Les actions menées sur le milieu de travail et l’organisation des examens médicaux sont des activités transversales. Il s’agit d’étudier les postes de travail, d’évaluer les conditions de travail (mesures métrologiques : ambiance sonore et lumineuse par exemple) et de dispenser des conseils en matière d’organisation des secours et des services d’urgence…

b) Gestion des risques 

Le médecin du travail et le C.H.S.C.T interviennent conjointement en matière de :
- gestion des accidents de travail,
- maladies professionnelles : le médecin et le C.H.S.C.T doivent pouvoir évaluer les risques professionnels au sein de l’entreprise et en dresser la liste.
——
● Vos tâches
A – Reprenez le passage de l'extrait sur la médecine du travail compris entre « Les actions menées » et « dresser la liste. », inclus, en remplaçant « conjointement » par « ensemble ».
B – D'après l'extrait sur la médecine du travail, quels exemples de mesures métrologiques sont donnés ?
C – Poursuivez l'extrait sur la médecine du travail à partir de sa dernière phrase.
Les enregistrements ci-après sont indépendants de l'extrait.

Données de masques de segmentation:
——
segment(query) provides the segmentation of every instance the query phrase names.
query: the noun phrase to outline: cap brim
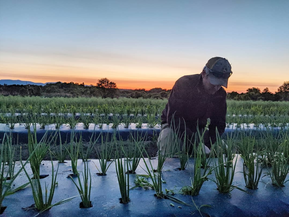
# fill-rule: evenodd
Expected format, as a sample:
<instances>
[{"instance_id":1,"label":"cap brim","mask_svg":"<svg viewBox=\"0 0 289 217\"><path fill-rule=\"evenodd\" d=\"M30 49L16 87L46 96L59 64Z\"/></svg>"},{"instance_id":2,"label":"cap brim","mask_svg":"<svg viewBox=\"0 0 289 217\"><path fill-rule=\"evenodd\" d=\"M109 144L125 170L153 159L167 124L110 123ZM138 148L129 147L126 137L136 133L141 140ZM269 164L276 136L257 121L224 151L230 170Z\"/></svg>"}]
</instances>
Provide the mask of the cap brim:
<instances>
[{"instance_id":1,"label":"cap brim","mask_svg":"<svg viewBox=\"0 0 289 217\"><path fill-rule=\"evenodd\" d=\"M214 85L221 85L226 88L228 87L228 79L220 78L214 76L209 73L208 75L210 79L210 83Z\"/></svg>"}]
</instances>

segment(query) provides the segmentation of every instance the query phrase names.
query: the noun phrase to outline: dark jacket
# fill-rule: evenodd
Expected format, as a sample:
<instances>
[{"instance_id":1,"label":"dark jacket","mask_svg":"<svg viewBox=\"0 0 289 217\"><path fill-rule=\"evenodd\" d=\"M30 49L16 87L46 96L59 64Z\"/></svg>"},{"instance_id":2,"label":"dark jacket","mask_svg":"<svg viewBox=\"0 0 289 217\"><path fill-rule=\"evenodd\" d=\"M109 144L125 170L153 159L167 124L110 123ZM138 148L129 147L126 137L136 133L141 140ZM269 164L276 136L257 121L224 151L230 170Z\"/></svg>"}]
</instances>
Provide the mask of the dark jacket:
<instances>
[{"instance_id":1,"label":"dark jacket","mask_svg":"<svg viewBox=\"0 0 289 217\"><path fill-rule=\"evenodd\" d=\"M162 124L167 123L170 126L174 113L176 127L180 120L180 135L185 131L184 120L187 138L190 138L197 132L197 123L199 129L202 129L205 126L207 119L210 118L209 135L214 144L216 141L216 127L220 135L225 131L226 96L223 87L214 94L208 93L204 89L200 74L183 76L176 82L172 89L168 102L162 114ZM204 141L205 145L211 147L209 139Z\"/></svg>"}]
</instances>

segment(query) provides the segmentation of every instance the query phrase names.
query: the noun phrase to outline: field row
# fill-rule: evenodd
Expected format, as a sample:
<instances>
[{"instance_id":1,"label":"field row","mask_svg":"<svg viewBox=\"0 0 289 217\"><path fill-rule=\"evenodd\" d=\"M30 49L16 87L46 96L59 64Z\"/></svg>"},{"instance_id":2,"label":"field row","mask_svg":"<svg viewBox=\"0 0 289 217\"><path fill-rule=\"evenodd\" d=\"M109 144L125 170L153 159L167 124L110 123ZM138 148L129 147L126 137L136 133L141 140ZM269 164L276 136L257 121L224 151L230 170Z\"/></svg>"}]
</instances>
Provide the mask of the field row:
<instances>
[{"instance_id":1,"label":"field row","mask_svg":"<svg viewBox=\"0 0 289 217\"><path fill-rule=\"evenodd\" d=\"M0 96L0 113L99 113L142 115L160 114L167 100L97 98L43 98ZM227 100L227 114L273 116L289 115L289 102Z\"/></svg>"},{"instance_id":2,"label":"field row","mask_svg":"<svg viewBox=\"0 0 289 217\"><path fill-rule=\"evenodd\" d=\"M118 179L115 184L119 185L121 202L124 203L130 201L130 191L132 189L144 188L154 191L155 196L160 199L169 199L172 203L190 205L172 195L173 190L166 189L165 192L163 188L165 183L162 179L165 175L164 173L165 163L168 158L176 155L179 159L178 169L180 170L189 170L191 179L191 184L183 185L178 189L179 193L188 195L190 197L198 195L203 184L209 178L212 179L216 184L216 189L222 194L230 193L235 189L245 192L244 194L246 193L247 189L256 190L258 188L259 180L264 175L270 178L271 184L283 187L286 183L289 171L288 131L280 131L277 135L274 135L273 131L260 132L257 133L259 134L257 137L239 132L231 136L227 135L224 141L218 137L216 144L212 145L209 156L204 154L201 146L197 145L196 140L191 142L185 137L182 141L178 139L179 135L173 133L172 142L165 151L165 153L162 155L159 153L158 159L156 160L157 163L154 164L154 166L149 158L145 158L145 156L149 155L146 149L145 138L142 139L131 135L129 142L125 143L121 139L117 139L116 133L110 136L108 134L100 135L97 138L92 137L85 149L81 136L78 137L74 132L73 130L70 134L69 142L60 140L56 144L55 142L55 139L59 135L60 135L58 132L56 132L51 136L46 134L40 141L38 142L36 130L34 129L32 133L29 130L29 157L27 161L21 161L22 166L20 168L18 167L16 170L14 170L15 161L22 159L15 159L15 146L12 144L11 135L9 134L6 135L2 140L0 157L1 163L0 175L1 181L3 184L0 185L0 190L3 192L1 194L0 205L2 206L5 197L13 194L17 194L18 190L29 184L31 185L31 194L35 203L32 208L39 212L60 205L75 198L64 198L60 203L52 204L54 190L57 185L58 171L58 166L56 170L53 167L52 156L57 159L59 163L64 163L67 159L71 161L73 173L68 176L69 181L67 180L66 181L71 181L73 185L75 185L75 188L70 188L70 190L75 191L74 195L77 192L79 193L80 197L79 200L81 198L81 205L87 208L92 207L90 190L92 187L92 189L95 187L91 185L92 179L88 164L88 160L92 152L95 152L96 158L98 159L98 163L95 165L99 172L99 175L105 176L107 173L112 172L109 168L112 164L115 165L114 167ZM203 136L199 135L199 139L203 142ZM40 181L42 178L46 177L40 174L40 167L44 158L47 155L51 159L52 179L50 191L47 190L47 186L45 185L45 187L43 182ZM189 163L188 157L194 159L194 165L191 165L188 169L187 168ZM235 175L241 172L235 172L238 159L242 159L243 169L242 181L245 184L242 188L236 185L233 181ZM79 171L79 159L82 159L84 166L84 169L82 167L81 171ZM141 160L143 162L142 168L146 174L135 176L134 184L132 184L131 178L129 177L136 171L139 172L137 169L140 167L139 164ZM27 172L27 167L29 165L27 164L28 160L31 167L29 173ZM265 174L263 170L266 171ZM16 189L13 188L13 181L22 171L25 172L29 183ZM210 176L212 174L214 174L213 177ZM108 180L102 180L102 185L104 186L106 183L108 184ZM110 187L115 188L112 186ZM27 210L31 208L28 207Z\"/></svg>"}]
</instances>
——
● Réponses
A –
Les actions menées sur le milieu de travail et l’organisation des examens médicaux sont des activités transversales. Il s’agit d’étudier les postes de travail, d’évaluer les conditions de travail (mesures métrologiques : ambiance sonore et lumineuse par exemple) et de dispenser des conseils en matière d’organisation des secours et des services d’urgence…

b) Gestion des risques 

Le médecin du travail et le C.H.S.C.T interviennent ensemble en matière de :
- gestion des accidents de travail,
- maladies professionnelles : le médecin et le C.H.S.C.T doivent pouvoir évaluer les risques professionnels au sein de l’entreprise et en dresser la liste.

B – L'ambiance sonore et l'ambiance lumineuse.

C –
c) Formation en entreprise 

Le médecin doit intervenir avec le C.H.S.C.T dans l’éducation sanitaire du salarié. Par exemple, il peut donner une formation sur « les gestes et postures », sur « le sauvetage - secourisme au travail »…

d) Expertise au sein des instances spécialisées 

  • Action du médecin du travail en entreprise
Des médecins spécialistes en santé au travail doivent aider les employeurs :
- leur délivrer des conseils et mener des actions en matière d'hygiène, de sécurité, de conditions de travail, d’évaluation des risques professionnels…
- effectuer des visites d'entreprises, études de postes dans le cadre de l'action en milieu de travail
- avoir des contacts en entreprise (réunions, C.H.S.C.T…).

  • Lien hiérarchique entre le médecin du travail et le C.H.S.C.T 

Le médecin du travail bénéficie d’un libre accès aux lieux de travail lors de visites de sa propre initiative, à la demande de l’employeur, du C.H.S.C.T ou des délégués du personnel. C’est lui qui procède aux examens médicaux auxquels les salariés sont tenus de se soumettre.

CONCLUSION
  
Le médecin du travail et le C.H.S.C.T ont donc deux rôles importants dans l’entreprise, mais ce rôle est-il le même ?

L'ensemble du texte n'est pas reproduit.